-------- TASK DATA
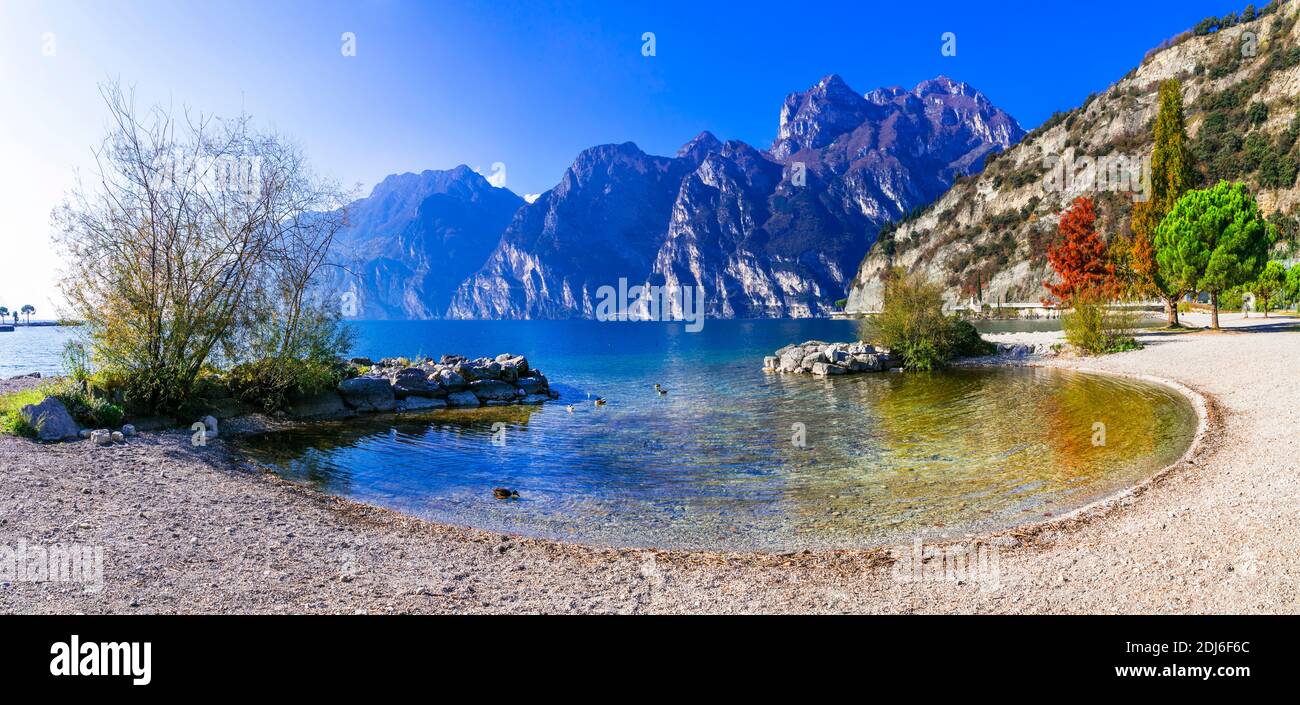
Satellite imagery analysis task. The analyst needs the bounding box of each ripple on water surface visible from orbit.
[244,364,1196,550]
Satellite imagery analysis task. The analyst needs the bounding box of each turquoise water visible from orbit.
[0,325,79,379]
[243,320,1196,550]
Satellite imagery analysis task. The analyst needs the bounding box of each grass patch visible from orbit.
[0,385,52,438]
[0,381,126,438]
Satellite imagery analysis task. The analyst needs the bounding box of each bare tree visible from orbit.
[55,83,345,410]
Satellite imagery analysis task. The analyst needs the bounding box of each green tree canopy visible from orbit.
[1131,78,1193,325]
[1156,182,1274,328]
[1251,260,1287,317]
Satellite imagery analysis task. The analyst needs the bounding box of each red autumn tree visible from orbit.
[1043,196,1115,306]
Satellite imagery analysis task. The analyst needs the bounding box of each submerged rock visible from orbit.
[338,377,397,411]
[398,397,447,411]
[763,341,902,377]
[447,392,478,406]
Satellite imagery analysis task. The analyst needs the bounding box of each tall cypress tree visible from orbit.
[1131,78,1193,325]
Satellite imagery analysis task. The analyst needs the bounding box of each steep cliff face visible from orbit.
[334,165,524,319]
[447,142,693,319]
[846,0,1300,312]
[447,75,1022,319]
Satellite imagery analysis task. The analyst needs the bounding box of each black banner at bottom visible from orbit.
[0,615,1300,697]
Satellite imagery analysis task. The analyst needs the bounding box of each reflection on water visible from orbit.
[244,355,1196,550]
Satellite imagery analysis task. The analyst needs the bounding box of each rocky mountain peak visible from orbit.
[677,130,723,164]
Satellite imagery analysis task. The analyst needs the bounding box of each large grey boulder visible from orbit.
[469,380,516,402]
[447,392,478,406]
[18,397,81,441]
[338,377,398,411]
[398,397,447,411]
[433,367,469,392]
[393,367,447,399]
[800,349,827,369]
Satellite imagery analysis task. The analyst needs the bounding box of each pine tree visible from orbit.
[1131,78,1193,326]
[1156,181,1274,328]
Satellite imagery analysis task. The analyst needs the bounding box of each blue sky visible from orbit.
[0,0,1264,312]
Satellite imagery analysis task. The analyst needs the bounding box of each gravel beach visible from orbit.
[0,315,1300,614]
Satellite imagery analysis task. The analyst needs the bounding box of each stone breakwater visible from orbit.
[763,341,1063,377]
[338,353,559,411]
[763,341,902,376]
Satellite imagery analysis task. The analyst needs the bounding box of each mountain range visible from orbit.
[335,74,1024,319]
[846,0,1300,313]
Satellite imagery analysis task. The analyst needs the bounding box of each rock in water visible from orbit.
[18,397,81,441]
[398,397,447,411]
[338,377,397,411]
[447,392,478,406]
[393,367,446,399]
[469,380,516,402]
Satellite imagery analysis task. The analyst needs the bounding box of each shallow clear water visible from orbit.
[0,325,81,379]
[236,320,1196,550]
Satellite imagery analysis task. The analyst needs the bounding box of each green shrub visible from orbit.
[1061,295,1141,355]
[226,358,351,412]
[0,385,49,438]
[875,271,995,371]
[948,316,997,358]
[0,380,125,438]
[48,382,126,428]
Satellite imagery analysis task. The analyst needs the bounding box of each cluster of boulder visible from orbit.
[763,341,902,376]
[18,397,135,446]
[997,342,1063,358]
[338,353,559,411]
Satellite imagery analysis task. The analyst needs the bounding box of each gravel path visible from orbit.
[0,315,1300,613]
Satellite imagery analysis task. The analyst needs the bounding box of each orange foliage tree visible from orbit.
[1043,196,1115,307]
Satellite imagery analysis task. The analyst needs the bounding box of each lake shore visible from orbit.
[0,315,1300,613]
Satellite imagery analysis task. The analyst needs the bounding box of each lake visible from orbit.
[242,319,1196,550]
[0,325,81,379]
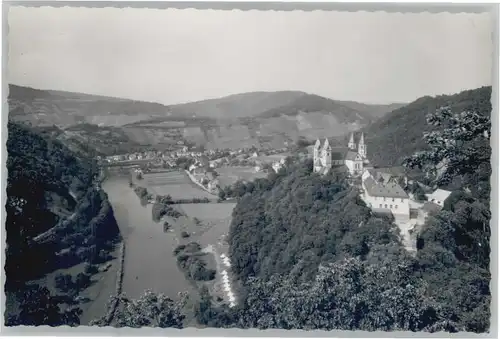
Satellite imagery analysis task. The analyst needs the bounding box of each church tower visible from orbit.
[313,139,321,172]
[358,132,366,159]
[321,138,332,168]
[347,133,356,150]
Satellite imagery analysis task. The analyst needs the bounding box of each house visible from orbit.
[361,170,410,220]
[425,188,451,207]
[361,167,408,187]
[313,133,371,176]
[272,158,286,173]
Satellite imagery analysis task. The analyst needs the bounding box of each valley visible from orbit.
[7,83,490,331]
[9,85,403,155]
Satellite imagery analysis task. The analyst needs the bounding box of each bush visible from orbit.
[85,264,99,275]
[75,273,91,290]
[54,273,73,292]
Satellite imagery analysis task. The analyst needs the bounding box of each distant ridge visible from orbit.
[360,86,491,166]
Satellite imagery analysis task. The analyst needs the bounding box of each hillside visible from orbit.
[170,91,305,119]
[5,122,119,325]
[8,85,168,127]
[362,87,491,166]
[9,85,402,154]
[193,160,491,332]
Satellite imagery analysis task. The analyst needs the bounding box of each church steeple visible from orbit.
[358,132,366,158]
[347,133,356,150]
[323,138,331,150]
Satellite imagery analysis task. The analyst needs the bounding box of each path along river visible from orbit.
[102,177,191,299]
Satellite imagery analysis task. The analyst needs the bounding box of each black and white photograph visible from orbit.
[2,2,498,337]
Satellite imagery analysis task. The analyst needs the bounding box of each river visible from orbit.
[102,177,191,299]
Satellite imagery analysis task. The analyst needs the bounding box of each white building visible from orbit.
[425,188,451,207]
[272,158,286,173]
[362,169,410,220]
[313,133,371,176]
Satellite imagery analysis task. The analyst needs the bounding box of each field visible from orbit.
[252,153,290,163]
[136,171,215,200]
[216,166,267,187]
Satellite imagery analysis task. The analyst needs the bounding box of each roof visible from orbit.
[367,167,405,183]
[345,150,358,160]
[363,177,408,199]
[426,188,451,202]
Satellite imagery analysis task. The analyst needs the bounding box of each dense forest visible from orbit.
[5,122,119,325]
[362,86,491,166]
[191,88,491,332]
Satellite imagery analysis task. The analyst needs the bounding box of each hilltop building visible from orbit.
[361,168,410,221]
[425,188,451,207]
[313,133,371,176]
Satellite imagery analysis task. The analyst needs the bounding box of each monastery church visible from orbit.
[313,133,371,176]
[313,133,410,221]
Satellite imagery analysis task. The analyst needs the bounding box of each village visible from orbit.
[97,146,290,195]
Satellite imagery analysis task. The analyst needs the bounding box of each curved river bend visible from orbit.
[102,177,191,299]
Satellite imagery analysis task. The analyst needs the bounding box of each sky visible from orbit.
[7,7,493,104]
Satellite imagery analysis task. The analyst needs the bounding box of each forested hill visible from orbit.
[363,86,491,167]
[5,122,119,325]
[193,160,490,332]
[229,162,399,281]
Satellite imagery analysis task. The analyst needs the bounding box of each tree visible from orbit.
[403,107,491,184]
[54,273,73,292]
[115,291,188,328]
[13,285,82,326]
[75,273,91,290]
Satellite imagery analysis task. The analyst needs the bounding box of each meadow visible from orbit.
[216,166,267,187]
[140,171,215,200]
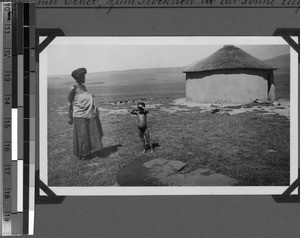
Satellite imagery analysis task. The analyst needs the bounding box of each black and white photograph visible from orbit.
[39,37,298,195]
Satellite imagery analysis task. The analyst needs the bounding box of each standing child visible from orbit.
[130,102,153,154]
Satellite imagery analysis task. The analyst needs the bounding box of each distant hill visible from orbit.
[48,54,290,88]
[48,67,185,88]
[263,54,290,74]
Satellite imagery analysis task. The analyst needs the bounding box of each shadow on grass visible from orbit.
[86,145,122,160]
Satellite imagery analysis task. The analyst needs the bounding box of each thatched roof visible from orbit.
[183,45,275,73]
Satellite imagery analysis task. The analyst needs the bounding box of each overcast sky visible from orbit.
[47,39,289,75]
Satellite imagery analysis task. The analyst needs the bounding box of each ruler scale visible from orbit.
[0,2,36,236]
[2,3,13,235]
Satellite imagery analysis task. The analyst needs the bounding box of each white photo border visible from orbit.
[38,36,298,196]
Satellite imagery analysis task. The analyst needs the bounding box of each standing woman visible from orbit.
[68,68,103,159]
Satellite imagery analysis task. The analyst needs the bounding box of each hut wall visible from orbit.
[186,74,268,103]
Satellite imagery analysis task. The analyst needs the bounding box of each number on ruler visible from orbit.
[4,97,10,105]
[3,190,11,200]
[4,144,10,152]
[4,213,11,222]
[4,120,10,128]
[4,74,11,82]
[3,50,11,59]
[4,25,11,34]
[4,165,11,175]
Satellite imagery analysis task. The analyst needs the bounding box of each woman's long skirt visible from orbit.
[73,117,103,156]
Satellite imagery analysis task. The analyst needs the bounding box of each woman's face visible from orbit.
[77,74,85,83]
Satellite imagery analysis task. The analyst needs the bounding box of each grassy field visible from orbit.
[48,69,290,186]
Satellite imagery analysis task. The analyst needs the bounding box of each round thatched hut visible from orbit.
[183,45,275,103]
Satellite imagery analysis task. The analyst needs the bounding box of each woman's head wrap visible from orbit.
[71,68,87,80]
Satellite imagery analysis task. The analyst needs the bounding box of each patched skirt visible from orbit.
[73,117,103,156]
----------------
* [THE REQUEST]: Swap "The analyst" for "The reviewer" in the records, starting with the line that contains "patch visible from orbit." and going on through the line that contains "[800,349,827,369]". Return only those lines, with everything else left as it is.

* [EXERCISE SOLUTION]:
Satellite imagery analysis task. The reviewer needs the bounding box of each grass patch visible from orbit.
[0,385,52,438]
[0,381,126,438]
Satellite imagery analysis task. The reviewer needs the bounding box of each bare tree visible from orbit.
[55,83,345,410]
Satellite imagery analysis task. The reviewer needs the bounding box of each green tree canopy visible from orbit.
[1131,78,1193,325]
[1156,182,1274,328]
[1251,260,1287,317]
Satellite imagery analysis task. The reviewer needs the bounding box of each red autumn tree visible from orbit.
[1043,196,1115,306]
Satellite imagery analysis task. The reviewer needs the bounding box of each submerged rock visible from orbit.
[338,377,397,411]
[398,397,447,411]
[763,341,902,377]
[447,392,478,406]
Satellite imagery analysis task. The reviewer needs the bounding box of each tall cypress tree visible from orbit.
[1131,78,1193,325]
Satellite imagery analysis task. The reviewer needs the bounding box of each steep cliff face visible from orbit.
[334,165,524,319]
[447,142,693,319]
[846,0,1300,312]
[447,75,1022,319]
Satellite imagery analysis task. The reviewer needs the bounding box of each black banner at bottom visible from orbit.
[0,615,1300,697]
Satellite imagery analysis task. The reviewer needs the bounding box of each reflection on water visible from orbit.
[244,355,1196,550]
Satellite imagery analysis task. The reviewer needs the bounding box of each rocky mountain peak visible from orbit.
[677,130,723,164]
Satellite imagery analysis task. The reviewer needs the bounding box of each large grey boulder visible from orbit.
[469,380,516,402]
[447,392,478,406]
[18,397,81,441]
[338,377,398,411]
[398,397,447,411]
[433,367,469,392]
[393,367,447,399]
[800,349,827,369]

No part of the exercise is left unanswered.